Copy word for word, and only, the lines below from the one with "Tag the beige" through the last.

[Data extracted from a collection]
+++++
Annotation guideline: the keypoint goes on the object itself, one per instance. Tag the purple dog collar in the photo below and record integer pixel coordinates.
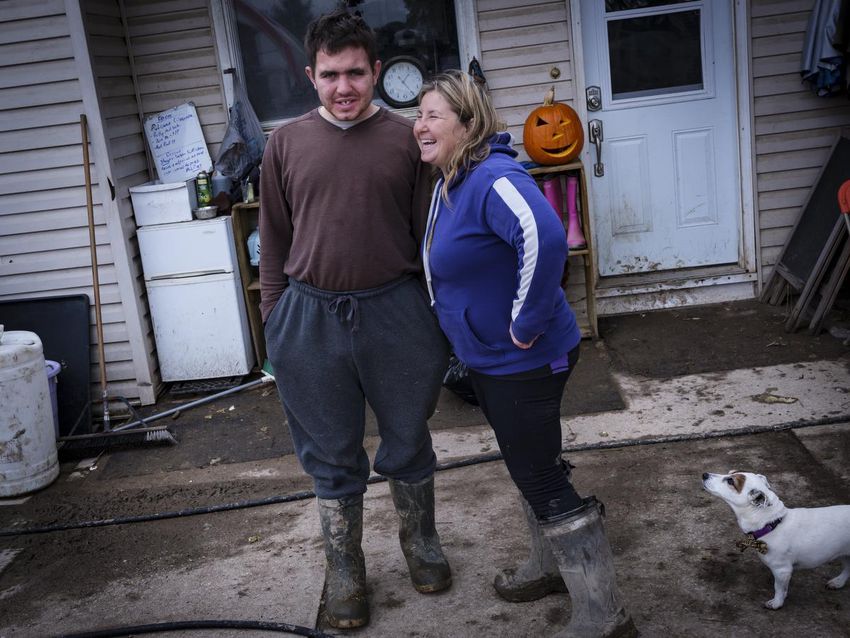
(767, 529)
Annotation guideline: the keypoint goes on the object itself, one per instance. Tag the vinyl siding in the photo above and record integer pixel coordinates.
(794, 129)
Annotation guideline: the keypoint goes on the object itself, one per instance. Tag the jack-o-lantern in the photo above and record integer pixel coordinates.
(553, 134)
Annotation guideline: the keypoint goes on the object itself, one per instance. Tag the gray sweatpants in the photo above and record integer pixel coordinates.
(331, 352)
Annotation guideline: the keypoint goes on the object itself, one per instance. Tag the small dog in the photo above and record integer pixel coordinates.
(785, 537)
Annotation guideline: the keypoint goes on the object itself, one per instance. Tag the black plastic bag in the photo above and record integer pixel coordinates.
(457, 380)
(243, 143)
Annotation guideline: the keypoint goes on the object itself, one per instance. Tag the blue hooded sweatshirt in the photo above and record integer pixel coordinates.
(493, 259)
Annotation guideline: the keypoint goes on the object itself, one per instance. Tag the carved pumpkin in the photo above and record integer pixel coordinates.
(553, 134)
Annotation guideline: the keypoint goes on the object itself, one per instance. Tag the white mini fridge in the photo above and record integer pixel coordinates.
(196, 301)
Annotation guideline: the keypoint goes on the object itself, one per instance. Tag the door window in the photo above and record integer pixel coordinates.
(655, 49)
(271, 34)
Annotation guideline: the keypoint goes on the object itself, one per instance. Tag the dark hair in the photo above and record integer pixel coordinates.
(338, 30)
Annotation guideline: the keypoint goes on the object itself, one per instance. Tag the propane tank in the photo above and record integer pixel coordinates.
(28, 459)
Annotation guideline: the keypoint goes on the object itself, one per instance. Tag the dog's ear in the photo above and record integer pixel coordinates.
(758, 498)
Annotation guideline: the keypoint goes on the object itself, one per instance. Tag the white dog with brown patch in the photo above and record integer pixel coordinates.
(785, 537)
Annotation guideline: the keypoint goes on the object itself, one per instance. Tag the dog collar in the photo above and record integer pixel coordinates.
(764, 531)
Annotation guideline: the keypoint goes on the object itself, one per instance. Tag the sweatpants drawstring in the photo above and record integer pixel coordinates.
(352, 316)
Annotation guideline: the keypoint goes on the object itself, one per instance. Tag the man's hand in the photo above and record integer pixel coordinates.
(519, 344)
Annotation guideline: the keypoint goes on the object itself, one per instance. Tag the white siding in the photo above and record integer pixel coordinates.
(44, 238)
(794, 129)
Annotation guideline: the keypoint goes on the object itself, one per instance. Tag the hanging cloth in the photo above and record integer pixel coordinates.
(824, 62)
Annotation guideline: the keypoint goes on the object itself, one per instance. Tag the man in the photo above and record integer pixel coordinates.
(343, 201)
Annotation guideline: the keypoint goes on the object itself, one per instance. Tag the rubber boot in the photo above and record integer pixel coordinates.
(538, 576)
(346, 604)
(420, 544)
(584, 557)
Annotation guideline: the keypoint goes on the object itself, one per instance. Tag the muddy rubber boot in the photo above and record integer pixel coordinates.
(584, 557)
(420, 544)
(346, 604)
(538, 576)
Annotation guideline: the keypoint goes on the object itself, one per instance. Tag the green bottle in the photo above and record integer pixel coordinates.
(203, 189)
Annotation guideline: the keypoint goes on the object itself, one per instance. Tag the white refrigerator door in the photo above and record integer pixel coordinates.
(187, 249)
(201, 327)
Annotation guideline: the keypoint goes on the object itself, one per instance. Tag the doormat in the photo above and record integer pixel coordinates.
(204, 386)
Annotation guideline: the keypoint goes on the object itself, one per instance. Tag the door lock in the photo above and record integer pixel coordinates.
(593, 95)
(594, 130)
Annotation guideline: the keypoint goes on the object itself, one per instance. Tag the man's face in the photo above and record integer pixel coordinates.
(345, 81)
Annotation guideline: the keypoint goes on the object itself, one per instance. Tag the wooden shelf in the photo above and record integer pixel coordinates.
(245, 219)
(590, 328)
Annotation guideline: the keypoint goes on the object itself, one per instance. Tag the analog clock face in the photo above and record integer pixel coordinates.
(401, 82)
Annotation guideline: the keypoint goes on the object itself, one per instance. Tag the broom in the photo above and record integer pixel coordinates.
(109, 437)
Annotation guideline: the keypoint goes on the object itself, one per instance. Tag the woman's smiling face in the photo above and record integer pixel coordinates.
(437, 130)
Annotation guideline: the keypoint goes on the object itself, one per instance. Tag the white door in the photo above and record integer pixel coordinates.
(665, 177)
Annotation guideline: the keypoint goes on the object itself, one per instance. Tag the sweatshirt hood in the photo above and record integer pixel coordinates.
(502, 143)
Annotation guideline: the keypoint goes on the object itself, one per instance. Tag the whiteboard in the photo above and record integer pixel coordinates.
(177, 143)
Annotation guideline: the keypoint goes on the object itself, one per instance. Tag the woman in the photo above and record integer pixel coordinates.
(494, 253)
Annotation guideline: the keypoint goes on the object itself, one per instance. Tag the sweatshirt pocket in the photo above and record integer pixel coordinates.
(467, 345)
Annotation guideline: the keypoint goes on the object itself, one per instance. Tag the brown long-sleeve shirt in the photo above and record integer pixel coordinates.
(340, 209)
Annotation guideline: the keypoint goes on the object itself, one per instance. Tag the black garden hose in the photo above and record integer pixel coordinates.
(473, 460)
(155, 628)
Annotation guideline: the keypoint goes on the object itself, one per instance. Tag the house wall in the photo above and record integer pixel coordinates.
(44, 237)
(794, 129)
(522, 43)
(60, 59)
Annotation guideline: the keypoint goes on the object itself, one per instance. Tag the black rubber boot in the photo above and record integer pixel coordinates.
(346, 604)
(584, 557)
(538, 576)
(420, 544)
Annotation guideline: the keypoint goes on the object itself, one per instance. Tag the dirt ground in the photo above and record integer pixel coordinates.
(674, 544)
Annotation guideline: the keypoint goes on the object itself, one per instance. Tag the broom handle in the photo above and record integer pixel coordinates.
(95, 278)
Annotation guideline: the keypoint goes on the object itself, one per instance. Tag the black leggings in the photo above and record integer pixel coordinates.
(525, 414)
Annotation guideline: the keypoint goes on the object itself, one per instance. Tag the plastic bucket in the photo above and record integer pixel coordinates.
(53, 370)
(28, 459)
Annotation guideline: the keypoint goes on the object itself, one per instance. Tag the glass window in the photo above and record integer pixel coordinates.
(626, 5)
(271, 36)
(654, 55)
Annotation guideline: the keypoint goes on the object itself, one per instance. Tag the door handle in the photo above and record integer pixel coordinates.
(594, 129)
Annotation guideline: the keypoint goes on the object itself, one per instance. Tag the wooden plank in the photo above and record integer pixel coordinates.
(527, 75)
(829, 290)
(530, 94)
(172, 22)
(554, 35)
(517, 17)
(528, 56)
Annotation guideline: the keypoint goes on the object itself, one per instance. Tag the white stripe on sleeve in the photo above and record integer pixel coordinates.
(520, 208)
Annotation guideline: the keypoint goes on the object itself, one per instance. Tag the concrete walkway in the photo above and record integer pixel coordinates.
(679, 570)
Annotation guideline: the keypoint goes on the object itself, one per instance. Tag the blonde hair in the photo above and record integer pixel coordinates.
(475, 110)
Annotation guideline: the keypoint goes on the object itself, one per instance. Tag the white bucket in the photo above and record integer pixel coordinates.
(28, 459)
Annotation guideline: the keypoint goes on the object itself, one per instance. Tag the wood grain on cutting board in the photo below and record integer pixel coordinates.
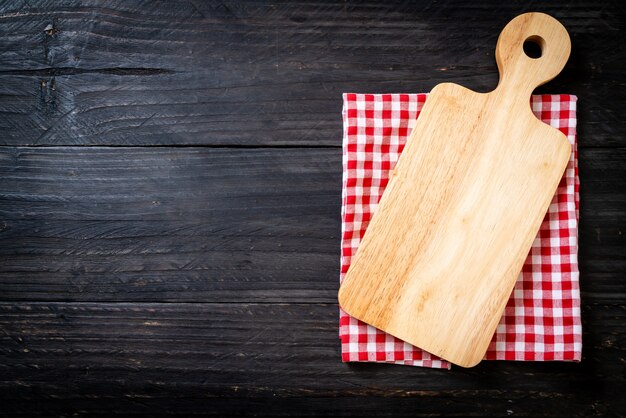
(463, 205)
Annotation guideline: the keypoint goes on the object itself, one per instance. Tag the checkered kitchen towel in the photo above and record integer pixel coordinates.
(542, 317)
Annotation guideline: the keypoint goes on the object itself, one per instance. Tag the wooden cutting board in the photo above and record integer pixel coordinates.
(463, 205)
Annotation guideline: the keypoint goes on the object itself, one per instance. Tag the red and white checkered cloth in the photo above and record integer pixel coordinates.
(542, 318)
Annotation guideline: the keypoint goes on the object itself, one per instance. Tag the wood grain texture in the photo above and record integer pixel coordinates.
(137, 73)
(150, 225)
(167, 280)
(463, 205)
(228, 359)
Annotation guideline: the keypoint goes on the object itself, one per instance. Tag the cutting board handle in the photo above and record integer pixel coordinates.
(521, 73)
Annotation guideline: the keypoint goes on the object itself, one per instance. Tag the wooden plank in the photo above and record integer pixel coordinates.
(198, 224)
(80, 356)
(131, 73)
(170, 224)
(463, 206)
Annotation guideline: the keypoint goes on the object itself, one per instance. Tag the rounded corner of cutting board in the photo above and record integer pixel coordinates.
(341, 298)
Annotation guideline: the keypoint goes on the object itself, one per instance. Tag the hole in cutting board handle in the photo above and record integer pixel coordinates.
(533, 46)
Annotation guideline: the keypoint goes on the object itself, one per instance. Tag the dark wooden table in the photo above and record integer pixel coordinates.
(170, 181)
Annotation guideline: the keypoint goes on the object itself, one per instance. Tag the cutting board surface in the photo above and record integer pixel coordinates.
(463, 205)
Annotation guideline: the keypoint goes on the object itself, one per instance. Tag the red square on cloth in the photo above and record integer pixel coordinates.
(541, 320)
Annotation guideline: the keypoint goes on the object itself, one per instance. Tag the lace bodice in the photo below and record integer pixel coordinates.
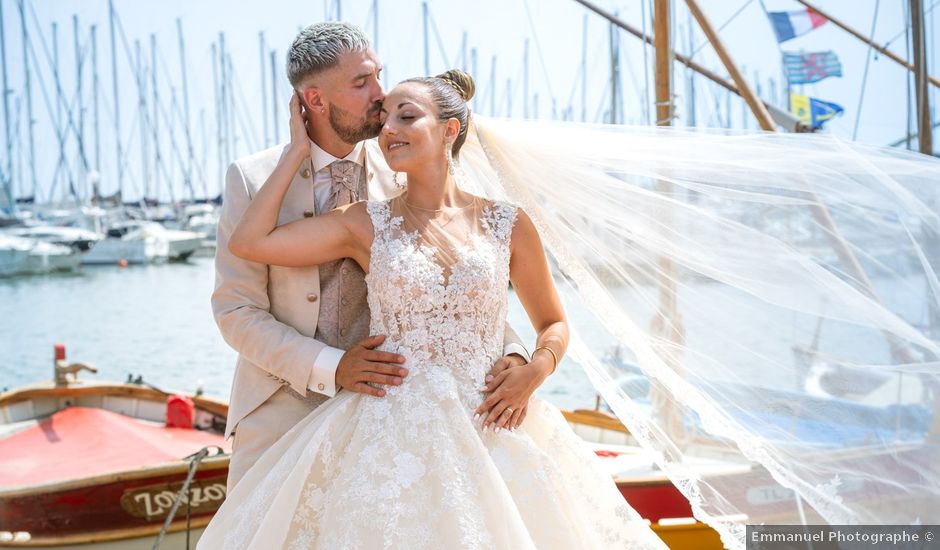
(448, 317)
(413, 469)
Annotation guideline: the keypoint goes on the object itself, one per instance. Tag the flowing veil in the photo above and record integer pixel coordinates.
(770, 301)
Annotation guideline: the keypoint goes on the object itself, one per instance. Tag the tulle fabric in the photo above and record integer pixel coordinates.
(768, 300)
(414, 469)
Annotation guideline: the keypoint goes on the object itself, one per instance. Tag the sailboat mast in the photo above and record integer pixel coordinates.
(8, 176)
(188, 177)
(117, 102)
(375, 24)
(922, 94)
(473, 71)
(584, 72)
(427, 55)
(614, 76)
(157, 157)
(877, 47)
(264, 89)
(28, 90)
(525, 79)
(277, 131)
(80, 105)
(95, 92)
(493, 87)
(218, 112)
(142, 109)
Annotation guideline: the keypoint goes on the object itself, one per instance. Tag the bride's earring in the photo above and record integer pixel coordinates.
(451, 164)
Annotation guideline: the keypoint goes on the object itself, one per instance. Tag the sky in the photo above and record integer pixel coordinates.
(497, 29)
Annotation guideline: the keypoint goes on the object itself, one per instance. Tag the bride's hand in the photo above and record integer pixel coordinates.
(509, 394)
(299, 140)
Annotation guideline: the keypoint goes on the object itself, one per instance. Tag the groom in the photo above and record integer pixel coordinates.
(302, 333)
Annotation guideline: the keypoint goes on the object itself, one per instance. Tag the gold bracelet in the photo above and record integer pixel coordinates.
(554, 356)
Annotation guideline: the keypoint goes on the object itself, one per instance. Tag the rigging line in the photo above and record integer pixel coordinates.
(861, 96)
(60, 95)
(178, 110)
(908, 26)
(722, 27)
(59, 132)
(538, 48)
(440, 43)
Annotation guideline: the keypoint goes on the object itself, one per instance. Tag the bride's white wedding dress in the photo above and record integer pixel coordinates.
(413, 469)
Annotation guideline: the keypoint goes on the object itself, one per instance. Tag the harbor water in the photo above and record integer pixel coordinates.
(154, 321)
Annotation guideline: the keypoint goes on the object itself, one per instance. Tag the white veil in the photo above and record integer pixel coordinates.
(773, 300)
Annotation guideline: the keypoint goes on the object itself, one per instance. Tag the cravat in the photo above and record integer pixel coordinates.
(345, 184)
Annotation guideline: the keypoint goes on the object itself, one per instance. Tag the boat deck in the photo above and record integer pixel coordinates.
(81, 441)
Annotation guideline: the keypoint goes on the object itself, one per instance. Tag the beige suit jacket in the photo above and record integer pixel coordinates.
(267, 313)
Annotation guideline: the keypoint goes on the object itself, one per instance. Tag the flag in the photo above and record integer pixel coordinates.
(813, 111)
(790, 24)
(806, 68)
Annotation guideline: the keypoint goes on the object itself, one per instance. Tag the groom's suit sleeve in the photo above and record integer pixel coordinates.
(241, 306)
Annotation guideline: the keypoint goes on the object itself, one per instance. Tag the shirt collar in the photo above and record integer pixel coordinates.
(321, 159)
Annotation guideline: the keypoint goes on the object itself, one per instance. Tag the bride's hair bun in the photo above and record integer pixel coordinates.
(461, 81)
+++++
-- PROBLEM SOLUTION --
Annotation guideline: the keypoint goes on the object itself, one per instance. Tag the beige suit jacket in the photo above and record integer pixel coordinates.
(267, 313)
Annotation guideline: the keypoint goes on the object itself, one per instance. Tag the flag in the photo above and record integer pixel coordinates.
(813, 111)
(790, 24)
(806, 68)
Annotation guideline: the keypoint goes on the object itself, one per instance. Tag the groom's suit sleeve in the photo above and record integer pixel coordinates.
(241, 306)
Annotation guideline: the keypoint goes on the object itself, one per instance. Tag the shirt collar in the photo above and record integer pixel coordinates.
(321, 159)
Annotation guideline: the keypoint goes on the object itself, one per instance. Tag the bride's hair bun in the photo above and record integer pixel coordinates.
(461, 81)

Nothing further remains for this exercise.